DIRECTION:
Copy out the data below verbatim.
# INFORMATION SHOWN start
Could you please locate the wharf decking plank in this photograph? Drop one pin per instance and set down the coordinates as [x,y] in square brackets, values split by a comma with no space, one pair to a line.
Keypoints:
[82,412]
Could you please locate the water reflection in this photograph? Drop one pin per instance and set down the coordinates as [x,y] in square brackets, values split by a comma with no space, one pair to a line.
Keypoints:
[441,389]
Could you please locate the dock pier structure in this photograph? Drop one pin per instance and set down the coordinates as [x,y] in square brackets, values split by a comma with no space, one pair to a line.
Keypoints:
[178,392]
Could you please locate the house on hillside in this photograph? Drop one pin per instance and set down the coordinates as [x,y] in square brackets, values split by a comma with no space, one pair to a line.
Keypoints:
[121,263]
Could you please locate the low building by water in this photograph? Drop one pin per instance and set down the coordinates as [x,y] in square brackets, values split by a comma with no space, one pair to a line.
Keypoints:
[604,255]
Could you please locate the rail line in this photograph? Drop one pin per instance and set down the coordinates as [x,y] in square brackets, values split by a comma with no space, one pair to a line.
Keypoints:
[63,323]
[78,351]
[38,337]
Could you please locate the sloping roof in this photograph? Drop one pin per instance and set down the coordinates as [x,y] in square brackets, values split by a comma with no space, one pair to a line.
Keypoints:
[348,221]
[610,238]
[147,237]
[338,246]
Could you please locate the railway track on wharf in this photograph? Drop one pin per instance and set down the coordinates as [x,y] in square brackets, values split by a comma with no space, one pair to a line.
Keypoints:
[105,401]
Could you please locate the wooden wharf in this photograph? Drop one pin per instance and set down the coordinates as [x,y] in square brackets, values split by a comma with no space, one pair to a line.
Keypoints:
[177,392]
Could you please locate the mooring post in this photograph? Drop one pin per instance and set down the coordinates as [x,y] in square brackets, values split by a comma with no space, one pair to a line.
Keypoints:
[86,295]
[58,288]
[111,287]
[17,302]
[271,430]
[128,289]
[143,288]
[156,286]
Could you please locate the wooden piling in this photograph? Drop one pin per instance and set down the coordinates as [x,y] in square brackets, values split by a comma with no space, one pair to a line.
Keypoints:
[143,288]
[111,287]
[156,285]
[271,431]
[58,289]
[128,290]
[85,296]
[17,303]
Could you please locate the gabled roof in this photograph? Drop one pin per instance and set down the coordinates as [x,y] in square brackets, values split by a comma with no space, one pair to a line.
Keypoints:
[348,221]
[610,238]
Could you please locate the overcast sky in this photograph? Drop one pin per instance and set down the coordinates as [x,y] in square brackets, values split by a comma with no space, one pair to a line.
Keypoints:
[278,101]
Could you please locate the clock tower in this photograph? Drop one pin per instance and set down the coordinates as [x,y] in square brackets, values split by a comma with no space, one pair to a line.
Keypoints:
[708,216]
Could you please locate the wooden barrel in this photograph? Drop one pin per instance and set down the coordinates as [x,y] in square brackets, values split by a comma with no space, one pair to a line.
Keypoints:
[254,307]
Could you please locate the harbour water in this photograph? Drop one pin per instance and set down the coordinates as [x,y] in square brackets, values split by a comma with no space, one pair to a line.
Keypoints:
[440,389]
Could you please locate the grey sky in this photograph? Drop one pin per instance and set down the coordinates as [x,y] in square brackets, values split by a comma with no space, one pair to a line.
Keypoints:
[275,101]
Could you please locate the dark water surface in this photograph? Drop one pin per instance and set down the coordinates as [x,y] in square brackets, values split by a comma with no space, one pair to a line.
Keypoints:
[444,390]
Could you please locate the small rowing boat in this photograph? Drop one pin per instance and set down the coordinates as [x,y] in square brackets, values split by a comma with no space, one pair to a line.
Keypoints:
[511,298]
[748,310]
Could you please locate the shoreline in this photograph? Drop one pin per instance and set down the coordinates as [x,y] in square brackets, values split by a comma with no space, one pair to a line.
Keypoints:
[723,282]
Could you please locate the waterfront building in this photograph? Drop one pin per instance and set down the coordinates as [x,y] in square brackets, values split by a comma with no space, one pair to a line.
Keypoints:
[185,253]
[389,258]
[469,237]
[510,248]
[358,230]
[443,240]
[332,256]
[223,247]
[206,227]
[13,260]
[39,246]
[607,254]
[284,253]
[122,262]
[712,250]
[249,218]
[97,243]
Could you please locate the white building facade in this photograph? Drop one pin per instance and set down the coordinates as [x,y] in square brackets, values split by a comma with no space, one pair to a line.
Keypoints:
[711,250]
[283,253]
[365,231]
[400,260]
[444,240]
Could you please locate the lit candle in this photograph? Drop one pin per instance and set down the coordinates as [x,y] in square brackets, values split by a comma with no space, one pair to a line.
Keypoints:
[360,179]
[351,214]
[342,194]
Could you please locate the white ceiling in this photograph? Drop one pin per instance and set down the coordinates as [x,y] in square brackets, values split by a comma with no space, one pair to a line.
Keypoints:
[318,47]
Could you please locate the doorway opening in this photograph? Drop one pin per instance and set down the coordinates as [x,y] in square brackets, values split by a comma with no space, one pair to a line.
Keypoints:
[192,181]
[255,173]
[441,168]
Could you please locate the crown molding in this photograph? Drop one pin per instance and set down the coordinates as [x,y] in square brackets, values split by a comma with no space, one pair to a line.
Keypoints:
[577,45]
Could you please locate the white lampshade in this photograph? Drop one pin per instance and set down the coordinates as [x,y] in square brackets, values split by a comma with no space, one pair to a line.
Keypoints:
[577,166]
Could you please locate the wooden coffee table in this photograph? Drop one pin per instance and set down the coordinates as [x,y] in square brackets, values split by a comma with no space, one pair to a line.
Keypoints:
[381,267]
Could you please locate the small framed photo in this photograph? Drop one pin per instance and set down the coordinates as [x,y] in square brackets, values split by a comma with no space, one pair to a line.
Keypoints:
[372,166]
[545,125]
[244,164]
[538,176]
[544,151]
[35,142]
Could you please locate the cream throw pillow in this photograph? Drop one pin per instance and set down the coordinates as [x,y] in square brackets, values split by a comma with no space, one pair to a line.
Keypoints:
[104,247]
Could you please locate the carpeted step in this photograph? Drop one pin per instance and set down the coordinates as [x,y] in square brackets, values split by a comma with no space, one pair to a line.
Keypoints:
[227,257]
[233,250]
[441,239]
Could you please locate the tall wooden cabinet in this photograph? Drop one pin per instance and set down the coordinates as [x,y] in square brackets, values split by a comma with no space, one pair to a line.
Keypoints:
# INFORMATION SHOWN end
SOLUTION FOR THIS PROBLEM:
Could you please locate the wharf decking plank in this photograph? Drop one pin per instance and set down the coordinates as [x,y] in square brackets, values split by a comma with no space, one pair to a line.
Keypoints:
[82,412]
Could you please locate the water reflection in this photograph? Drop one pin per instance and set down the coordinates as [x,y] in square brackets, values split by a comma with no space, one pair to a line.
Keypoints:
[441,389]
Could you please locate the dock pier structure in this photograph? Drop one pin per instance and set down the coordinates as [x,y] in square brackets, values split by a comma with no space, one pair to a line.
Keypoints:
[178,392]
Could you please locate the house on hillside in this photograph? Drop one pin per instance and set down the coordinates as [x,y] in square brackets, values split by a comma with no space, one pair to a line.
Keypoints:
[121,263]
Could you please locate the low building by water in this photograph? Drop one pin per instance and set down the coordinates as [x,y] in square brackets, values split by a comma with no space, one pair to a line.
Keypoints:
[604,255]
Could you please locate the rail line in this photograph? Drop one pin per instance and set down the coordinates as [x,y] in square brackets, values split by a comma with no space, one pair to a line.
Keypoints:
[63,323]
[78,351]
[38,337]
Could you please locate the sloping roof in this photograph? Drop one pin per instance and set down the coordinates as [x,y] in square brackets, values split by a comma with no space, one pair to a line.
Keypoints:
[348,221]
[610,238]
[147,237]
[338,246]
Could you please locate the railway track on wharf in this photograph? Drop one pin per instance and set down the coordinates as [x,y] in square brackets, values split by a comma with no space, one pair to a line.
Keypoints:
[105,401]
Could you please locate the wooden wharf in this photograph? Drop one pin per instance and set down the coordinates as [x,y] in square brackets, values split by a comma with no space, one pair to a line.
Keypoints:
[177,392]
Could you please locate the mooring post in this photograph? Drop one pin per instance and set down the coordinates as [x,y] in square brackets, values split by a comma with no space, one pair to a line.
Keypoints:
[86,295]
[58,288]
[111,287]
[17,302]
[271,430]
[128,289]
[143,288]
[156,286]
Could you please locate the wooden piling in this photograph? Drop one pin per instance and set down the coordinates as [x,y] in square brackets, values split by a comma with no space, one pair to a line.
Keypoints:
[143,288]
[111,287]
[156,285]
[271,431]
[58,289]
[128,290]
[85,296]
[17,303]
Could you please locate the gabled roof in this photograph? Drop one pin per instance and set down the coordinates as [x,y] in square brackets, values split by a comma with no space, one pair to a line.
Keypoints:
[348,221]
[610,238]
Could you please locate the overcast sky in this photograph? Drop one pin per instance and set down the coordinates as [x,y] in square brackets, values split by a comma with no space, one pair to a line.
Keypoints:
[278,101]
Could you please locate the clock tower in this photograph? Drop one pin per instance and set down the coordinates as [x,y] in square brackets, values split by a comma with no space, one pair to a line.
Keypoints:
[708,216]
Could you please locate the wooden barrel in this photograph? Drop one pin per instance and set down the coordinates as [x,y] in square brackets, values split by a comma with no space, one pair to a line.
Keypoints:
[254,307]
Could you please locate the harbour water in this photograph? Drop one pin per instance and set down the coordinates as [x,y] in square brackets, values split by a comma with no space, one pair to a line.
Keypoints:
[440,389]
Could you please locate the grey sky in this photograph? Drop one pin per instance and set down the coordinates as [x,y] in square brackets, values split by a comma with no space, one pair to a line.
Keypoints:
[275,101]
Could you please locate the dark water surface in this photograph? Drop one pin per instance and set down the coordinates as [x,y] in square brackets, values split by a comma with no space, one pair to a line.
Keypoints:
[444,390]
Could you please locate the small rowing boat in this photograph? Drop one pin per instance and set down the coordinates as [x,y] in square brackets, values split by a comma with no space, one pair to a line.
Keypoints:
[511,298]
[748,310]
Could you please locate the shoreline in this photograph? Drop one pin per instance and set down the coordinates as [x,y] in square brackets, values split by a comma with no space, one pair to a line.
Keypoints:
[723,282]
Could you please locate the waterfront building in this photograph? Drop one pin per instance and set down the coordinates as [x,y] in square brackets, values split by a comma with no space, one pair to a line.
Keypoints:
[185,253]
[389,258]
[469,237]
[510,248]
[358,230]
[443,240]
[332,256]
[223,247]
[206,227]
[13,260]
[39,246]
[607,254]
[284,253]
[122,262]
[712,250]
[249,218]
[97,243]
Could you please locate the white building facade in this photograph? Drop one pin per instance and set down the coordinates as [x,y] in square brackets, values split by a comma with no space, one pair to a line.
Keypoints:
[711,250]
[283,253]
[365,231]
[400,260]
[444,240]
Could you please locate the lit candle in this photograph? Drop one pin per instance and set down the coordinates as [x,y] in square brackets, values split by a comma with no space, one pair to a line.
Keypoints:
[360,179]
[351,214]
[342,194]
Could you please locate the white ceiling in this photograph? Drop one pin per instance and set down the coordinates as [x,y] in square brackets, values split by a comma with no space, one pair to a line.
Keypoints:
[318,47]
Could you please locate the doorway opening in this photograph? Drop one pin per instance and set down the coordinates as [x,y] in square brackets, values split by a comma with no space, one pair to a line.
Keypoints:
[192,181]
[255,173]
[441,168]
Could you please locate the crown molding in this photograph? Drop one pin per instance and set down the coordinates as [x,y] in square brackets, values split by a comma with no space, one pair to a line.
Keypoints:
[577,45]
Could you please locate the white lampshade in this photograph? Drop one pin per instance and set down the coordinates as [x,y] in square brackets, values split by a comma with no space, one pair to a line.
Keypoints:
[577,166]
Could you please locate the wooden coffee table in this photograph? Drop one pin per instance and set down the coordinates as [x,y] in square brackets, values split by a comma with no space, one pair to a line.
Keypoints:
[381,267]
Could you please locate the small framed photo in this photograph? Drop one pin per instance and set down the coordinates as [x,y] in square brackets, values split by a comma with no space, one pair to a line.
Keypoints:
[372,166]
[545,125]
[244,164]
[538,176]
[544,151]
[35,142]
Could you please locate the cream throw pillow in this photograph? Drop one pin per instance and set down the coordinates as [x,y] in square brackets, values split by a comma with no space, one pair to a line.
Keypoints:
[104,247]
Could you please locate the carpeted step in this photograph? Drop one pin per instance and set down the coordinates as [x,y] in square brackets, values split by a comma with no space, one pair to a line.
Keypoints:
[227,257]
[233,250]
[441,239]
Could you please locate the tall wooden cabinet in this photograph? Drop one pin per instance and set down the coordinates as [x,y] in square brackets, values split by a comma with no space, one pair to a line.
Keypoints:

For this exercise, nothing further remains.